ПИСЬМЕННОЕ ЗАДАНИЕ A
Сообщите, в каких строках материала ниже встречается слово «desert», и перепишите каждую такую строку целиком. Регистр букв учитывается.

ИСТОЧНИК
++++++++++
Сегодня Елене Прокловой пятьдесят, а она с легкостью садится на шпагат, играет в трех спектаклях, заботится о семье. Как говорит она сама, “живу за пятерых”: помимо себя — за мужа, двух дочерей, Арину и Полину, и за внучку Алису, которая, кстати говоря, почти ровесница младшей дочери. Сегодня Елена Проклова счастлива, и это счастье заслужила.


— Елена Игоревна, а последнее событие в вашей жизни — это в придачу ко всему депутатский мандат?
++++++++++
(Записи точечной разметки объектов на фото)
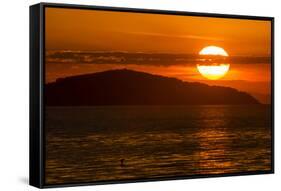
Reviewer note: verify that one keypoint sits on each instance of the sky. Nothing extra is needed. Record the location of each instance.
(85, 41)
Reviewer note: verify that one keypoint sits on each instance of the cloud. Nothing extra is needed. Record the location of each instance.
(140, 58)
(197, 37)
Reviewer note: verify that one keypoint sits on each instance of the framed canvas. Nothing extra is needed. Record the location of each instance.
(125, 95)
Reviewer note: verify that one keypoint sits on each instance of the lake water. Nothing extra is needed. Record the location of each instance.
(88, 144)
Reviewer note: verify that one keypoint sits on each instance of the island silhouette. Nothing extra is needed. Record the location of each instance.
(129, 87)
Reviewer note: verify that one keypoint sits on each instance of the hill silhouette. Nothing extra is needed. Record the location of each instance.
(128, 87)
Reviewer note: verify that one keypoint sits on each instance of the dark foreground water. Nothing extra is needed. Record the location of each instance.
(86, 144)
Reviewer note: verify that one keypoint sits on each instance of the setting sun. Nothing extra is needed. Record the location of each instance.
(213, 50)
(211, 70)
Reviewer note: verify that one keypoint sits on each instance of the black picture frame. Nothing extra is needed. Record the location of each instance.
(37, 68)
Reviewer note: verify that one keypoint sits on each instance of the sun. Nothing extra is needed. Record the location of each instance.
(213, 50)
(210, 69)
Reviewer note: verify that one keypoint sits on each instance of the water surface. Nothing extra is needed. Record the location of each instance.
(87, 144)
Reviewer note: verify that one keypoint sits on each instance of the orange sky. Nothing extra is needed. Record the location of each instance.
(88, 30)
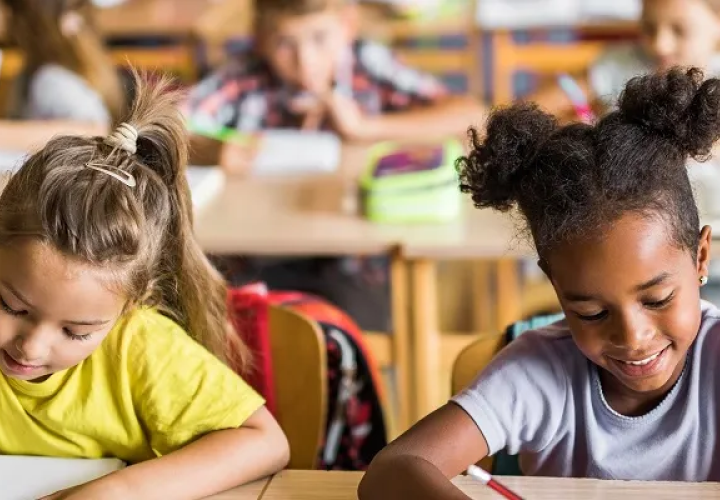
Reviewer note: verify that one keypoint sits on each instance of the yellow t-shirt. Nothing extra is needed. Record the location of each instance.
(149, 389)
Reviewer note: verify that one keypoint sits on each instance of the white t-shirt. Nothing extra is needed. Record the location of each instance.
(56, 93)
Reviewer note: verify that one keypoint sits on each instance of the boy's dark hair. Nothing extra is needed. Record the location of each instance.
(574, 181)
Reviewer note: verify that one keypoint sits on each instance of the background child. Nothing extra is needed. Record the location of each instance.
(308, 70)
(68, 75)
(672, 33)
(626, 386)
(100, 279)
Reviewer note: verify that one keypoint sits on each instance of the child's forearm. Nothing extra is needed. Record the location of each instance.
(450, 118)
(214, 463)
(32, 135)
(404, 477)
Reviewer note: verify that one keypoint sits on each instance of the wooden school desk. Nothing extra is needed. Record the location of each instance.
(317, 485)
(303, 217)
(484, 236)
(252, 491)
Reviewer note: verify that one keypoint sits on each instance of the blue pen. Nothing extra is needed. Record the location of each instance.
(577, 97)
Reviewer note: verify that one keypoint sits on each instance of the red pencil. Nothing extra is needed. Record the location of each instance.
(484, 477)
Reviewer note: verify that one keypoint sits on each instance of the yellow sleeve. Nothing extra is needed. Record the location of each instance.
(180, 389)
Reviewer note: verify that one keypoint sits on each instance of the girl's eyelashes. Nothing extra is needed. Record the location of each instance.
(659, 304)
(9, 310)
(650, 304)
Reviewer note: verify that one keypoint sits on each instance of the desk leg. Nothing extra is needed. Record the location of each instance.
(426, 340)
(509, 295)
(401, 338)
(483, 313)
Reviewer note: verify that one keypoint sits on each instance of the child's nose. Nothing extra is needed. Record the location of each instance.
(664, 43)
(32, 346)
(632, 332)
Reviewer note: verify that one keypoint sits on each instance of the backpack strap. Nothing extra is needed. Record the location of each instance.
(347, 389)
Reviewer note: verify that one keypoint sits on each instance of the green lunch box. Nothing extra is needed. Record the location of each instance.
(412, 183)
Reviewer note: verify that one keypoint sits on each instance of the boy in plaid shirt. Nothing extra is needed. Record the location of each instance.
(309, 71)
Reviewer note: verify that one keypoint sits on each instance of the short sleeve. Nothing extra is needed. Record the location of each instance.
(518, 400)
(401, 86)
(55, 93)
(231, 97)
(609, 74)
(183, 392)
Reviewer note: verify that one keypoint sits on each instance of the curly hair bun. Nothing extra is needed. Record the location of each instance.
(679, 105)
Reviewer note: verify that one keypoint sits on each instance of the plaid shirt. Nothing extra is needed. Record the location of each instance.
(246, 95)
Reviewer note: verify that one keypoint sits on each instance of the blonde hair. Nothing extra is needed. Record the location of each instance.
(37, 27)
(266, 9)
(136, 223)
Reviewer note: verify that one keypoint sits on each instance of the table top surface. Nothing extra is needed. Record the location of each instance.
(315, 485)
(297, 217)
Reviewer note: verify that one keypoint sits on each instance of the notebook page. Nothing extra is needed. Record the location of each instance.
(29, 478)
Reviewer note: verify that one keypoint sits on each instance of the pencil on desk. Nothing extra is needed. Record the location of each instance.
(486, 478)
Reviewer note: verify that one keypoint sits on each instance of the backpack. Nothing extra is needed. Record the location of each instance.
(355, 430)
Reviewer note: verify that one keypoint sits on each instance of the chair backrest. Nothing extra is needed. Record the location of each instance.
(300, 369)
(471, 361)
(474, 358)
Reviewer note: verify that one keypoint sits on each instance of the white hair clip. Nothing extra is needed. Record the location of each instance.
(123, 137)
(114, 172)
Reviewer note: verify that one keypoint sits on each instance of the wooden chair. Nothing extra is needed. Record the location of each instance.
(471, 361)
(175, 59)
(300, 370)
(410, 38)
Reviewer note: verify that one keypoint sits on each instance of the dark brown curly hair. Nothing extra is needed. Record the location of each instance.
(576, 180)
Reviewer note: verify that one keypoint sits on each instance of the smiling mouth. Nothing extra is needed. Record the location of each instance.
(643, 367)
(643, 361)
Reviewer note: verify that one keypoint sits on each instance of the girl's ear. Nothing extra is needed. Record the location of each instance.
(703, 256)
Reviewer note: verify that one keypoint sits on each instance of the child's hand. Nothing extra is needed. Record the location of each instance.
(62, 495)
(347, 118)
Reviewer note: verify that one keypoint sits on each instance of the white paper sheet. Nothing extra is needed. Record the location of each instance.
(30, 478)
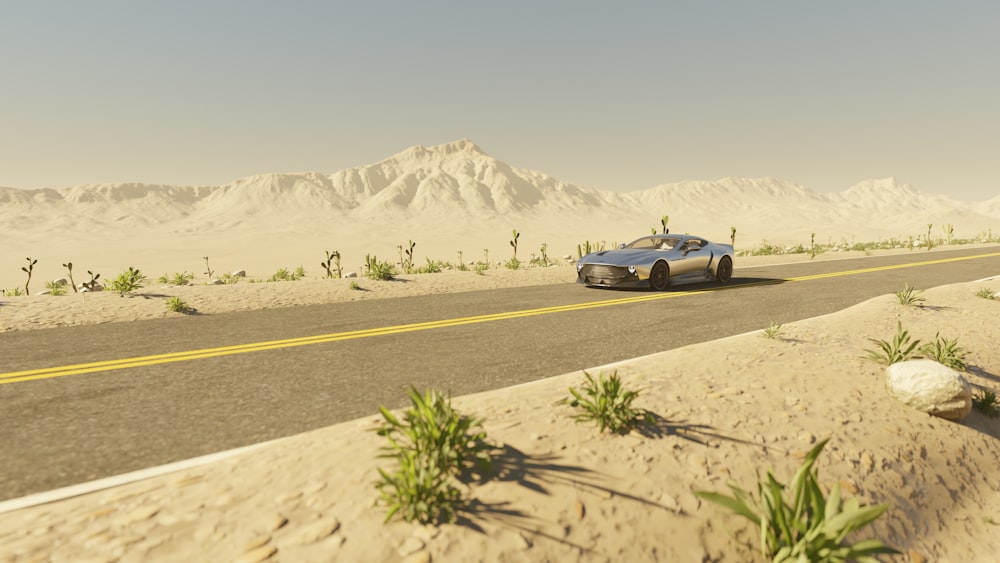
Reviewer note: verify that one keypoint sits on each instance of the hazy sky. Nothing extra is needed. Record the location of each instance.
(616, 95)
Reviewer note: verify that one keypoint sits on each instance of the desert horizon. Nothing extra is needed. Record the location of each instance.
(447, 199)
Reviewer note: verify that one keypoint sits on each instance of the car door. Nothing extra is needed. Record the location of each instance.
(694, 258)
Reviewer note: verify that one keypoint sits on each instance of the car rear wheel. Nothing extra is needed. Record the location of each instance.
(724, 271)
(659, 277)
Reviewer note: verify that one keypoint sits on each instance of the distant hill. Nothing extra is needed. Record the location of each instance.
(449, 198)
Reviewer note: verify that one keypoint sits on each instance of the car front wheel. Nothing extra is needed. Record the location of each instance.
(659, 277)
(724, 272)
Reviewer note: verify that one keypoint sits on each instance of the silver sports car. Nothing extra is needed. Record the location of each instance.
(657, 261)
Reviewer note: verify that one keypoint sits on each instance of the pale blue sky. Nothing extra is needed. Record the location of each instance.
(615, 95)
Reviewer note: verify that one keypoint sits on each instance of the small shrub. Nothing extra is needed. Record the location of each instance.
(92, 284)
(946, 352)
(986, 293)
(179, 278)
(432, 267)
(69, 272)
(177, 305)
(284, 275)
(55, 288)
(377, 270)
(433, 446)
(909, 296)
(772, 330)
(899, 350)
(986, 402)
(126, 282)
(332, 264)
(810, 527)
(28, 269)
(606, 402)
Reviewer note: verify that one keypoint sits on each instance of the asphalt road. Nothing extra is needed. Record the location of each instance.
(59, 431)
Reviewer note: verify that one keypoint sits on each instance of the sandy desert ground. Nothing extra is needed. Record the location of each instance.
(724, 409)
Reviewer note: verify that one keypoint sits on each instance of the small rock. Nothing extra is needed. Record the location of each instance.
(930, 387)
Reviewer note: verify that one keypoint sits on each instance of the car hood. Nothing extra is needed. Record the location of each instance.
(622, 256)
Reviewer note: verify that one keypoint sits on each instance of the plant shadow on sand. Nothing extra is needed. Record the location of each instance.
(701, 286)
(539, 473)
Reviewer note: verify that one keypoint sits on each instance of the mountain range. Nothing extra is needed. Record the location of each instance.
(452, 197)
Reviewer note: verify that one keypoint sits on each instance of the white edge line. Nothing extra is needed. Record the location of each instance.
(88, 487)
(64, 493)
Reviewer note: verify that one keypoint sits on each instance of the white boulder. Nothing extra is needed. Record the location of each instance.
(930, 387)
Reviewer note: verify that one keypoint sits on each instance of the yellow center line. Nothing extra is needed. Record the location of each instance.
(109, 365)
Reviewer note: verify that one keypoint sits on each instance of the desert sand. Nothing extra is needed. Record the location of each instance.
++++++++++
ПИСЬМЕННОЕ ЗАДАНИЕ B
Верните текст о Елене Прокловой, приведённый выше, полностью и без единого изменения.

ПОЛНЫЙ ОТВЕТ A
Reviewer note: verify that one keypoint sits on each instance of the desert horizon. Nothing extra is needed. Record the location of each instance.
Reviewer note: verify that one keypoint sits on each instance of the sandy desert ground. Nothing extra is needed. Record the location of each instance.
Reviewer note: verify that one keypoint sits on each instance of the desert sand. Nothing extra is needed. Record the location of each instance.

ПОЛНЫЙ ОТВЕТ B
Сегодня Елене Прокловой пятьдесят, а она с легкостью садится на шпагат, играет в трех спектаклях, заботится о семье. Как говорит она сама, “живу за пятерых”: помимо себя — за мужа, двух дочерей, Арину и Полину, и за внучку Алису, которая, кстати говоря, почти ровесница младшей дочери. Сегодня Елена Проклова счастлива, и это счастье заслужила.


— Елена Игоревна, а последнее событие в вашей жизни — это в придачу ко всему депутатский мандат?